━━━ 선택 글 ━━━
GradientTape + opt.apply_gradients

풀이1: 벡터버전

- 포인트

## 포인트코드: 업데이트
opt.apply_gradients([(slope,beta_hat)])  ## pair의 list가 입력

- 풀이

y=y.reshape(N,1)
y.shape,X.shape
(TensorShape([200, 1]), TensorShape([200, 2]))
beta_hat = tf.Variable(tnp.array([-5.0,10.0]).reshape(2,1))
beta_hat
<tf.Variable 'Variable:0' shape=(2, 1) dtype=float64, numpy=
array([[-5.],
       [10.]])>
alpha=0.1
opt = tf.optimizers.SGD(alpha)
for epoc in range(1000):
    with tf.GradientTape() as tape:
        yhat= X@beta_hat
        loss= (y-yhat).T @ (y-yhat) / N
    slope = tape.gradient(loss,beta_hat)
    opt.apply_gradients([(slope,beta_hat)])
    #beta_hat.assign_sub(alpha*slope)
beta_hat
<tf.Variable 'Variable:0' shape=(2, 1) dtype=float64, numpy=
array([[2.58366061],
       [3.93304684]])>

풀이2: 스칼라버전

- 포인트

## 포인트코드: 업데이트
opt.apply_gradients([(slope0,beta0_hat),(slope1,beta1_hat)]) ## pair의 list가 입력

- 풀이

y=y.reshape(-1)
y.shape,x.shape
(TensorShape([200]), TensorShape([200]))
beta0_hat = tf.Variable(-5.0)
beta1_hat = tf.Variable(10.0)
alpha=0.1
opt = tf.optimizers.SGD(alpha)
━━━ 제공 항목 ━━━
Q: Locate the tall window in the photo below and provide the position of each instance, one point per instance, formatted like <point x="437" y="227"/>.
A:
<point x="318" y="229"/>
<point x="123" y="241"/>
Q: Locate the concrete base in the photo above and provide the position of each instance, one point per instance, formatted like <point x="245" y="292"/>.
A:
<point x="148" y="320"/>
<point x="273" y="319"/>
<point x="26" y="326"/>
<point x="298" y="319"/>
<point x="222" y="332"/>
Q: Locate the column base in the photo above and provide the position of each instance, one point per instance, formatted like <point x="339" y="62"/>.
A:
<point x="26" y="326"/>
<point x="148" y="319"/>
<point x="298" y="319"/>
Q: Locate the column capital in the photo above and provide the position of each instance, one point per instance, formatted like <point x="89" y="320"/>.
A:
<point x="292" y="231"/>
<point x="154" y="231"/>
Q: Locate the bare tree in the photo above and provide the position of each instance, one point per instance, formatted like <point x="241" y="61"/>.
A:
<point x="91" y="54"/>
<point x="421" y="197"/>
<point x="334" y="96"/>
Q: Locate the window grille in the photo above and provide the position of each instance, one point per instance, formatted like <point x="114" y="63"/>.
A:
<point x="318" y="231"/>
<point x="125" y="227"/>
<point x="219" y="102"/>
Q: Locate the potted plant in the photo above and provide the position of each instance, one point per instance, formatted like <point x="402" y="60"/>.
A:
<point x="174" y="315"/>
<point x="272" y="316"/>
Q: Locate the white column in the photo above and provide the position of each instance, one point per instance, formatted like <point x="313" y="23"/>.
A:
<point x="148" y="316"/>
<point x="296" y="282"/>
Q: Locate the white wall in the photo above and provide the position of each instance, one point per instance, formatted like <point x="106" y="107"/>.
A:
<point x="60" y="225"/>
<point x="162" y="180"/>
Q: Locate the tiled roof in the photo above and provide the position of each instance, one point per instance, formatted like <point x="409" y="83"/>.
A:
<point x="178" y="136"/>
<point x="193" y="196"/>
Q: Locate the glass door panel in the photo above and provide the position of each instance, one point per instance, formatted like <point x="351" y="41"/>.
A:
━━━
문제 1 — 선택 글에서 "beta_hat = tf.Variable(tnp.array([-5.0,10.0]).reshape(2,1))"부터 아래로 "#beta_hat.assign_sub(alpha*slope)"까지 모두 한 글자도 바꾸지 말고 다시 입력하세요.
문제 2 — GradientTape 코드 글을 두 문장으로 요약하세요.
문제 3 — 텐서플로 경사하강법 코드 글이 끝난 지점에서 이어서 작성하세요.

정답 1 —
beta_hat = tf.Variable(tnp.array([-5.0,10.0]).reshape(2,1))
beta_hat
<tf.Variable 'Variable:0' shape=(2, 1) dtype=float64, numpy=
array([[-5.],
       [10.]])>
alpha=0.1
opt = tf.optimizers.SGD(alpha)
for epoc in range(1000):
    with tf.GradientTape() as tape:
        yhat= X@beta_hat
        loss= (y-yhat).T @ (y-yhat) / N
    slope = tape.gradient(loss,beta_hat)
    opt.apply_gradients([(slope,beta_hat)])
    #beta_hat.assign_sub(alpha*slope)

정답 2 — 이 글은 GradientTape로 기울기를 구한 뒤 opt.apply_gradients에 (기울기, 변수) 쌍의 리스트를 넣어 파라미터를 업데이트하는 방법을 벡터 버전과 스칼라 버전으로 나누어 보여 줍니다. 벡터 버전에서는 beta_hat을 [-5, 10]에서 시작해 학습률 0.1의 SGD로 1000번 반복하고, 그 결과 beta_hat은 약 [2.58, 3.93]이 됩니다.

정답 3 —
for epoc in range(1000):
    with tf.GradientTape() as tape:
        yhat= beta0_hat + beta1_hat*x #X@beta_hat
        loss= tf.reduce_sum((y-yhat)**2) / N
    slope0,slope1 = tape.gradient(loss,[beta0_hat,beta1_hat])
    opt.apply_gradients([(slope0,beta0_hat),(slope1,beta1_hat)])
beta0_hat,beta1_hat
(<tf.Variable 'Variable:0' shape=() dtype=float32, numpy=2.58366>,
 <tf.Variable 'Variable:0' shape=() dtype=float32, numpy=3.933048>)

opt.minimize

풀이1: 벡터버전, 사용자정의 손실함수 with lambda

- 풀이

y=y.reshape(N,1)
y.shape,X.shape
(TensorShape([200, 1]), TensorShape([200, 2]))
beta_hat = tf.Variable(tnp.array([-5.0,10.0]).reshape(2,1))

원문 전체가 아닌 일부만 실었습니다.